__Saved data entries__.
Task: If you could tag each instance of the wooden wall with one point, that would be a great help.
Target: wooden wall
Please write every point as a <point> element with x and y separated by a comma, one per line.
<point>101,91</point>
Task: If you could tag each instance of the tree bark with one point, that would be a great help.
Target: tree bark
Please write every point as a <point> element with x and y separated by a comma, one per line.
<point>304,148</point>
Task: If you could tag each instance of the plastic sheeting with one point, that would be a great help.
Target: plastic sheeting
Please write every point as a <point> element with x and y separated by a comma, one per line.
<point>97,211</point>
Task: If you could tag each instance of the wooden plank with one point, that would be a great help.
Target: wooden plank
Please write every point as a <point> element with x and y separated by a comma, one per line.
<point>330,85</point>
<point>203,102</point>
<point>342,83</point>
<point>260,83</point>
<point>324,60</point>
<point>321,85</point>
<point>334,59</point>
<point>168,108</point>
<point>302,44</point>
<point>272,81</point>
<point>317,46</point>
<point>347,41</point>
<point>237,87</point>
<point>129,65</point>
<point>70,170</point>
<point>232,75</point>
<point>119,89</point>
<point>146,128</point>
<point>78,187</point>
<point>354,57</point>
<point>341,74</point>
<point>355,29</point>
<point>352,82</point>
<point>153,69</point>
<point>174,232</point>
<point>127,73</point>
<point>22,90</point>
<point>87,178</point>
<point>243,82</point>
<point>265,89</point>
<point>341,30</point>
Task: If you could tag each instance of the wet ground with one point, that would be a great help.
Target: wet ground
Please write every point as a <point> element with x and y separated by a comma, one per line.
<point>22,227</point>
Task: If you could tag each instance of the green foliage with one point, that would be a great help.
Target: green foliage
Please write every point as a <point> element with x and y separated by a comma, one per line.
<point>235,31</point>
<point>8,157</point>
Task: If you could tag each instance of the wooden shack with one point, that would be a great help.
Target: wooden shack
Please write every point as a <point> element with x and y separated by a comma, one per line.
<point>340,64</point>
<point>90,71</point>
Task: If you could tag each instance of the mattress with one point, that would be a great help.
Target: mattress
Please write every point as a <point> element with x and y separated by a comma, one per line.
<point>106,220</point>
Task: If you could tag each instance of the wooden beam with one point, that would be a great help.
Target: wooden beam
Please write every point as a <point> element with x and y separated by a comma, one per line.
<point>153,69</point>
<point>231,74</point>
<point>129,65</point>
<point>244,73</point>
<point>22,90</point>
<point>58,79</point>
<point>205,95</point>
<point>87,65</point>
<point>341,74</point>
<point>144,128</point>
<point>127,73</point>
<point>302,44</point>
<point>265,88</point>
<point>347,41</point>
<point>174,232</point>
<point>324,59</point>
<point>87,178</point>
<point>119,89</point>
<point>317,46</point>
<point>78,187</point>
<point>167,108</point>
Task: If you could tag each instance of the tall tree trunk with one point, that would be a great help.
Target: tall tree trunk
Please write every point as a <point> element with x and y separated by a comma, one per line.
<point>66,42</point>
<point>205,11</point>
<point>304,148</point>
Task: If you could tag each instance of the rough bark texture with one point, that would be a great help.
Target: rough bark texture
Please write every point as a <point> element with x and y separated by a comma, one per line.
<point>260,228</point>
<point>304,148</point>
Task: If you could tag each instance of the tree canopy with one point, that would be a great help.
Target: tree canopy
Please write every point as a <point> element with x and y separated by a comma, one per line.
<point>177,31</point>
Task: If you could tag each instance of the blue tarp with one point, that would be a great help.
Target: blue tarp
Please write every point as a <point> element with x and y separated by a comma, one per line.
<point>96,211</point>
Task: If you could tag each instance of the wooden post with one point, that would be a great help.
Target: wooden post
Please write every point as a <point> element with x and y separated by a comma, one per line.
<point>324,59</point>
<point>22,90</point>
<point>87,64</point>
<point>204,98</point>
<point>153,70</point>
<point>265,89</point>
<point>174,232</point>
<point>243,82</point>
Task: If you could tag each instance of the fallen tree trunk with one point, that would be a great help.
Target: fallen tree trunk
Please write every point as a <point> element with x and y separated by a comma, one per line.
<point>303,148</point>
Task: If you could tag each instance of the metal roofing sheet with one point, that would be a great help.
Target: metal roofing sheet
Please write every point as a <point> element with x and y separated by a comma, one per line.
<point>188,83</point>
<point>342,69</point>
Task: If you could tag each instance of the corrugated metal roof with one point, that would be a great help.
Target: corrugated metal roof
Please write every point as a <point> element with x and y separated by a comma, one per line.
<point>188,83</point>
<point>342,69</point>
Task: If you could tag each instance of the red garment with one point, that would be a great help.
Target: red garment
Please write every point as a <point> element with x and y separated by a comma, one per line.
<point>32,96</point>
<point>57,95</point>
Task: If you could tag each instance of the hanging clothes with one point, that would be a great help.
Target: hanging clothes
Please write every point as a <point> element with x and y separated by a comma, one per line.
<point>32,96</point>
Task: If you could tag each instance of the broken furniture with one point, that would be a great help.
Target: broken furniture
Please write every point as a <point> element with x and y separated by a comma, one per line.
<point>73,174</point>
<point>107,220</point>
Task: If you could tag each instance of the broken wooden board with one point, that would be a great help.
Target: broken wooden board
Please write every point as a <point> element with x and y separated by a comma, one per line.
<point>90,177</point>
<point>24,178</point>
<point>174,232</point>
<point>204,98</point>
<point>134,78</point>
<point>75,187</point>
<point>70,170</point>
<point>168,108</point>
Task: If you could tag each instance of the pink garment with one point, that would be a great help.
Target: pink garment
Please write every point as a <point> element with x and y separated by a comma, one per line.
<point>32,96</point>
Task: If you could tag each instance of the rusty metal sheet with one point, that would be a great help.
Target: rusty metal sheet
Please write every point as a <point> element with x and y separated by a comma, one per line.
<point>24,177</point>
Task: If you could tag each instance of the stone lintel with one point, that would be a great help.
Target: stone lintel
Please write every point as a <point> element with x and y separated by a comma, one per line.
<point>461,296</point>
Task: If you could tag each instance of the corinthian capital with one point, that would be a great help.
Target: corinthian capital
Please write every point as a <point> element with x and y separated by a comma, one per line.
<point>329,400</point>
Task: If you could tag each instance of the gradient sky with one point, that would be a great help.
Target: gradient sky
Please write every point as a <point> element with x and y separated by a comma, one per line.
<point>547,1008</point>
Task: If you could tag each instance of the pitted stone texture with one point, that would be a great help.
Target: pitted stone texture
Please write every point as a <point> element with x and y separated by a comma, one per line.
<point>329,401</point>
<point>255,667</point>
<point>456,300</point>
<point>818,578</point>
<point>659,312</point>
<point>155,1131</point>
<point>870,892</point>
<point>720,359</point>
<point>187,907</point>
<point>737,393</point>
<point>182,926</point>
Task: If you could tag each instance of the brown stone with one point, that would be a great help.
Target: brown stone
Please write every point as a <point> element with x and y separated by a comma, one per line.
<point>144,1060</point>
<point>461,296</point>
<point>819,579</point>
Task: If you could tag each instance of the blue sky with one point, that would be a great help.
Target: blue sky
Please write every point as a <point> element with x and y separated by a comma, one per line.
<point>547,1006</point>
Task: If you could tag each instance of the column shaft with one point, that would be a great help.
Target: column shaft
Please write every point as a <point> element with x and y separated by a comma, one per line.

__What is required__. Search the entries for the line holding "Target: blue sky". Return that line and the ones after it through the last, exactly.

__Answer to this exercise__.
Target: blue sky
Please write every point as a <point> element with x and y separated by a comma, one per line.
<point>547,1006</point>
Task: If you could tag each instance of the column shaft with one point, that would be a great help.
Target: column shaft
Please write every point as a <point> element with x and y separated by a comma, one per line.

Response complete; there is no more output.